[Dataset excerpt]
____

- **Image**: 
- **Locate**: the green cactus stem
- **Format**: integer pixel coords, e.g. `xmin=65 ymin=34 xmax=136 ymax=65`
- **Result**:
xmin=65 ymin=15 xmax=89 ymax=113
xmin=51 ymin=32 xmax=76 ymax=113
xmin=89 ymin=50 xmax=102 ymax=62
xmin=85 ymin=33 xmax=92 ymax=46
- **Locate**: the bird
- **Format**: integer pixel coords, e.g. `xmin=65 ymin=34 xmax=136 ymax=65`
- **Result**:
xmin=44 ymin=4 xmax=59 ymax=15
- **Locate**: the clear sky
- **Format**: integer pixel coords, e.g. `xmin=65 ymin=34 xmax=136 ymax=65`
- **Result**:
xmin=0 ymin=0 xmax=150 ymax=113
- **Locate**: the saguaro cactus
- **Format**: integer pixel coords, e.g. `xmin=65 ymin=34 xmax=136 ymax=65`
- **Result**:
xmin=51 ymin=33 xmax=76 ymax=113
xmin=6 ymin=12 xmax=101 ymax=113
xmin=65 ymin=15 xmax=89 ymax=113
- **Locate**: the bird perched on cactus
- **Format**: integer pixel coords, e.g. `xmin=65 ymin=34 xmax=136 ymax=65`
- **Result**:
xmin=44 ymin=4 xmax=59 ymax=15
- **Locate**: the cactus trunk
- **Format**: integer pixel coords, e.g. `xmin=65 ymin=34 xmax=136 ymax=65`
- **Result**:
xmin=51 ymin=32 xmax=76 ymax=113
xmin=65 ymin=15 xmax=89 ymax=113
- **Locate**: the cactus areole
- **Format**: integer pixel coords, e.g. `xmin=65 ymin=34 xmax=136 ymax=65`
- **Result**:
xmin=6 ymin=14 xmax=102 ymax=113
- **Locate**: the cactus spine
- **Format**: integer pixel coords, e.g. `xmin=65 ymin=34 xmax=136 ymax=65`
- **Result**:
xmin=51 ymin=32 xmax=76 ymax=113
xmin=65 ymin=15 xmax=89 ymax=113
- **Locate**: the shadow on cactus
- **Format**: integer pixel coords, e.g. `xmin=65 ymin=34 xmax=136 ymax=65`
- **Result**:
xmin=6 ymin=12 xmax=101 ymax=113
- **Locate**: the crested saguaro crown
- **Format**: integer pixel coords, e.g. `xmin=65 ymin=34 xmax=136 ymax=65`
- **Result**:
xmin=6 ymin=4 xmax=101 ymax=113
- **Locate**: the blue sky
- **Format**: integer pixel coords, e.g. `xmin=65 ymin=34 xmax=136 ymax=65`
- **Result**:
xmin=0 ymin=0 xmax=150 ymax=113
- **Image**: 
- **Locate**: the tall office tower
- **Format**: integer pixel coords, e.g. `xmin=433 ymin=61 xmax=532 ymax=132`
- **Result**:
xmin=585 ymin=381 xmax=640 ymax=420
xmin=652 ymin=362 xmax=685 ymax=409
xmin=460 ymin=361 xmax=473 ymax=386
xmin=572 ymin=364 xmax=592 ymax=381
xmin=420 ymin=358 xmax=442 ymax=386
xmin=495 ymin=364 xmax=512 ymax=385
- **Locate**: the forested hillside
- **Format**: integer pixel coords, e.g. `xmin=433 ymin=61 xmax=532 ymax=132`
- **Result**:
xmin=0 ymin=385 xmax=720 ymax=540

____

### [THE EXERCISE]
Copy out the lines of the records word for word, starting with the line that contains "- **Locate**: the cactus trunk" and going on through the line that contains "xmin=6 ymin=4 xmax=101 ymax=113".

### [EXPECTED OUTPUT]
- **Locate**: the cactus trunk
- **Format**: integer pixel coords, e.g. `xmin=65 ymin=34 xmax=136 ymax=65`
- **Result**:
xmin=51 ymin=32 xmax=76 ymax=113
xmin=65 ymin=15 xmax=89 ymax=113
- **Locate**: the cactus areole
- **Format**: integer pixel coords, e.g. `xmin=65 ymin=34 xmax=136 ymax=65`
- **Result**:
xmin=6 ymin=14 xmax=102 ymax=113
- **Locate**: the cactus spine
- **Format**: integer pixel coords, e.g. `xmin=65 ymin=34 xmax=136 ymax=65`
- **Result**:
xmin=51 ymin=32 xmax=76 ymax=113
xmin=65 ymin=15 xmax=89 ymax=113
- **Locate**: the shadow on cactus
- **Format**: integer pixel coords, e.g. `xmin=65 ymin=34 xmax=136 ymax=65`
- **Result**:
xmin=6 ymin=12 xmax=101 ymax=113
- **Locate**: the crested saguaro crown
- **Format**: integer pixel coords, e.g. `xmin=65 ymin=34 xmax=136 ymax=65`
- **Result**:
xmin=6 ymin=4 xmax=101 ymax=113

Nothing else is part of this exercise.